*Task material*
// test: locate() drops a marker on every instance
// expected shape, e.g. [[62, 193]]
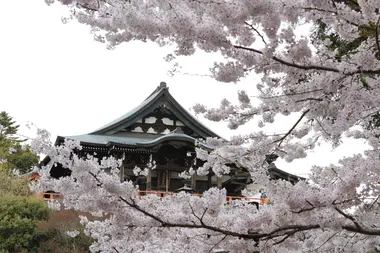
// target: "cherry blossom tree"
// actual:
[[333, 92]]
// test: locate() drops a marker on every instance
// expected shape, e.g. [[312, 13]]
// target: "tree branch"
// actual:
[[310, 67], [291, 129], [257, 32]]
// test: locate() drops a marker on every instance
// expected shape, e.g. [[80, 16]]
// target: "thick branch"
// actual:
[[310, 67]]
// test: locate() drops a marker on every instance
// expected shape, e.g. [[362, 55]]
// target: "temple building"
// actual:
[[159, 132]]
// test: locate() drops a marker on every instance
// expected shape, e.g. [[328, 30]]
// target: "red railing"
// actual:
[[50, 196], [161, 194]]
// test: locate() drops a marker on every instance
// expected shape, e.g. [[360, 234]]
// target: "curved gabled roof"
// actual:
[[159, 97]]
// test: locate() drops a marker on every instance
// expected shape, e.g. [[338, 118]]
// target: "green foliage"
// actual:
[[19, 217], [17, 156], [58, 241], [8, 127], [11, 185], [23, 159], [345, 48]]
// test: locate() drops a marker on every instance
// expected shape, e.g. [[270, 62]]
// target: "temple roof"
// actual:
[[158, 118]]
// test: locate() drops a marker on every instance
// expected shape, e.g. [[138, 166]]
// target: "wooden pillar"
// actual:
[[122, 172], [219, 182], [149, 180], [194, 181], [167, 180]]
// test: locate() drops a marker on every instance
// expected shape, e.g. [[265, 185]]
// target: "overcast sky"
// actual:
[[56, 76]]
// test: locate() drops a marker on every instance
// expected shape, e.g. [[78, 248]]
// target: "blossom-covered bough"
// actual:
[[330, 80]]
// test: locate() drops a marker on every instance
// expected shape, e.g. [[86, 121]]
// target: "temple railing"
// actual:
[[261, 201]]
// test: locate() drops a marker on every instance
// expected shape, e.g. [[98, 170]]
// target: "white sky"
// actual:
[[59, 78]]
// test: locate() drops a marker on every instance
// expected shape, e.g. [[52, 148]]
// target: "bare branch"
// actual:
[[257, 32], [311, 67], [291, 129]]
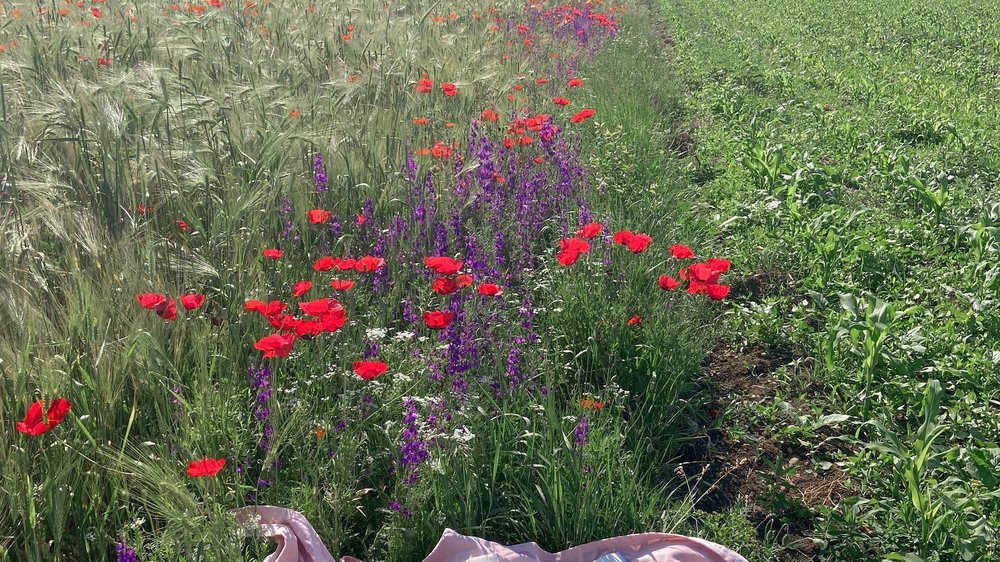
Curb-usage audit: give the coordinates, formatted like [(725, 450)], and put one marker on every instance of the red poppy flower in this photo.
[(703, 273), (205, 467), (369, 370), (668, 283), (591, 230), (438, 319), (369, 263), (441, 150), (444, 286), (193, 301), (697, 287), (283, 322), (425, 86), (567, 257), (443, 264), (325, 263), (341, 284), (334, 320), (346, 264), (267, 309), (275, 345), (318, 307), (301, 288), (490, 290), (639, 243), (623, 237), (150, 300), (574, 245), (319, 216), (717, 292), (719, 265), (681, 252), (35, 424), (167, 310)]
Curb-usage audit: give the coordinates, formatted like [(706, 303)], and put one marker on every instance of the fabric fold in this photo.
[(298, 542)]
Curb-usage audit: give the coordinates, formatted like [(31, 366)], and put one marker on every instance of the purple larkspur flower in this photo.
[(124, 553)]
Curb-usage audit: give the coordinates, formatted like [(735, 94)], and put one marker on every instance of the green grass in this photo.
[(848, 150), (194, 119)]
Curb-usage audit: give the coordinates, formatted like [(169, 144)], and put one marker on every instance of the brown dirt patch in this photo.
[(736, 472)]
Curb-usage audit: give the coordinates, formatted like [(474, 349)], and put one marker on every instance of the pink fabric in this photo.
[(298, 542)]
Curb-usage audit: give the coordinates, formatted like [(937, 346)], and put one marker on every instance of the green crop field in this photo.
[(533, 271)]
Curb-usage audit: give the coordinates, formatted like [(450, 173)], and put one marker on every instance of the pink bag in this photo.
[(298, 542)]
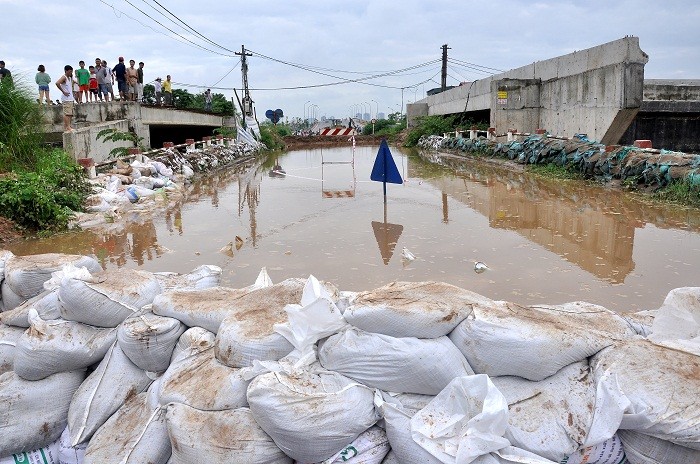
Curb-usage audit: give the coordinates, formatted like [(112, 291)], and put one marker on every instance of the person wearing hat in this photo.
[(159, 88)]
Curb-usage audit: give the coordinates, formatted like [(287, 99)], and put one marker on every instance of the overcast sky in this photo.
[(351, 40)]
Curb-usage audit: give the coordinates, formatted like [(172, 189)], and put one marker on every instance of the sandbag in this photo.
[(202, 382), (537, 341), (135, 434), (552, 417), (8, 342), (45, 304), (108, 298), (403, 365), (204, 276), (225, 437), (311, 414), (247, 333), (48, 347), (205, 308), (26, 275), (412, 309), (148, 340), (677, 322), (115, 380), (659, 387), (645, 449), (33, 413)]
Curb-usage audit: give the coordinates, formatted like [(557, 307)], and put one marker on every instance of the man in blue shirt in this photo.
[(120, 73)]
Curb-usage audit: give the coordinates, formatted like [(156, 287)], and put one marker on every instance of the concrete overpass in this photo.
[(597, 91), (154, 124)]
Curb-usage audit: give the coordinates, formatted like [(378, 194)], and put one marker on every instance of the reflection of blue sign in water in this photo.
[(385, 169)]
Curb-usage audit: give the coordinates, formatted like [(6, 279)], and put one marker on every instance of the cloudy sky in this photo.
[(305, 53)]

*Task description*
All of the material above needs to be restated exactly, with no pictures.

*Task answer*
// test: locate() drops a marker on every instance
// expected shape, e.g. [[62, 193]]
// target: "cherry blossom tree"
// actual:
[[333, 92]]
// test: locate() drops a marker on every instance
// expected shape, e.g. [[312, 13]]
// target: "tree branch"
// actual:
[[310, 67], [291, 129], [257, 32]]
// test: locate() drops a marker on every instance
// expected shape, e.g. [[80, 16]]
// target: "thick branch"
// actual:
[[310, 67]]
// test: locate() drops a marker on every instance
// expected shape, e.g. [[362, 55]]
// target: "temple building"
// actual:
[[159, 132]]
// test: locate() drops a marker on every instance
// expected shape, e.g. [[328, 30]]
// target: "red railing"
// actual:
[[50, 196], [161, 194]]
// test: locate() drops a marker on every instance
// expected shape, e.g. [[360, 234]]
// target: "curved gabled roof"
// actual:
[[159, 97]]
// test: locate() drops a marker on every instance
// expected shape, e.g. [[338, 118]]
// target: "green foliage"
// actual:
[[19, 217], [17, 156], [58, 241], [8, 127], [11, 185], [23, 159], [345, 48]]
// test: locate() drops a marker on every instance
// expected shape, e.g. [[270, 62]]
// target: "temple roof"
// actual:
[[158, 118]]
// test: locate() drops a marker on every instance
// expected shape, e.g. [[138, 166]]
// target: "wooden pillar"
// actual:
[[122, 172], [219, 182], [149, 180], [194, 181], [167, 180]]
// test: locate() drops a marker on every instance
// expected shape, e.g. [[265, 185]]
// target: "overcast sky"
// actual:
[[56, 76]]
// test: locate() drops a marker on every instance
// expected shape, e.g. [[78, 248]]
// target: "blossom-covered bough"
// actual:
[[330, 80]]
// test: locate() drops a marker on every instance
// expected shape, e.g. [[86, 121]]
// target: "temple railing"
// actual:
[[261, 201]]
// test: locate() drops a marker on every instance
// expected shape, e.g. [[98, 170]]
// target: "white sky"
// actual:
[[59, 78]]
// test: locate() drops a marker on every instance
// expected shape, e.g. [[52, 148]]
// target: "bare branch"
// actual:
[[257, 32], [311, 67], [291, 129]]
Curb-usage audit: give the coordinates, formatted like [(725, 450)], and put one marker on every instance of the red poppy flower in this photo.
[(703, 273), (205, 467), (369, 370), (668, 283), (591, 230), (438, 319), (369, 263), (441, 150), (444, 286), (193, 301), (697, 287), (283, 322), (425, 86), (567, 257), (443, 264), (325, 263), (341, 284), (334, 320), (346, 264), (267, 309), (275, 345), (318, 307), (301, 288), (490, 290), (639, 243), (623, 237), (150, 300), (574, 245), (319, 216), (717, 292), (719, 265), (681, 252), (35, 424), (167, 310)]
Curb-usage audit: give the coordinates, formatted like [(706, 303)], and put one marker on every instance of the fabric fold in this photo.
[(298, 542)]
Curb-usage audit: give the coordinates, formatted like [(31, 366)], and put one marker on every instance of the purple larkspur flower in this photo.
[(124, 553)]
Curb-usage audit: give the coordinates, formatted like [(735, 94)], and put one marker on every instance of the green grass in this photo.
[(848, 150), (194, 119)]
Curb-usage audit: give the coordinates, formatted like [(169, 144)], and put one marker on every instance of the brown dirt patch in this photo.
[(736, 472)]
Curb-usage audit: give the coordinates, formatted like [(474, 349)], and put one marker on every instance of the pink fabric in this photo.
[(298, 542)]
Curb-usage audit: give the coordinates, formatted like [(937, 346)], and put one marker on every instance of the green crop field in this photo.
[(533, 271)]
Curb-usage audit: give the coordinates, formatted like [(450, 173)], and put one marker on every instance of the pink bag in this photo.
[(298, 542)]
Curb-usage audit: give the coordinates, formatted like [(112, 291)], and put one marker on every instance of the person wearing hat in this photo.
[(159, 88)]
Curb-usage audit: give the coordinates, formatted like [(287, 99)], and put one marker on every instance of the overcast sky in this photo.
[(351, 40)]
Curb-usage audit: give the coordinates, formatted like [(172, 189)], and put one marker on every instance of the sandbag in this photo.
[(202, 382), (537, 341), (135, 434), (552, 417), (8, 342), (45, 304), (108, 298), (403, 365), (204, 276), (225, 437), (311, 414), (247, 333), (48, 347), (205, 308), (26, 275), (412, 309), (148, 340), (677, 322), (115, 380), (659, 387), (645, 449), (33, 413)]
Curb-usage audit: give the coordinates, formatted like [(557, 307)], and put one marker on every instance of the man in blue shirt in this photo.
[(120, 73)]
Curb-usage audit: give the coordinates, formatted like [(156, 287)], and put one marker on every instance of the concrete overpass in this photo.
[(597, 91), (154, 124)]
Curb-usage audit: give the coordinates, formatted like [(378, 194)], and put one marker on every instance of the reflection of blue sign in water in this photo.
[(385, 169)]
Curb-usage audit: give the coordinates, formatted like [(6, 279)], and put one marker on every instance of the cloudy sky in this photo.
[(305, 53)]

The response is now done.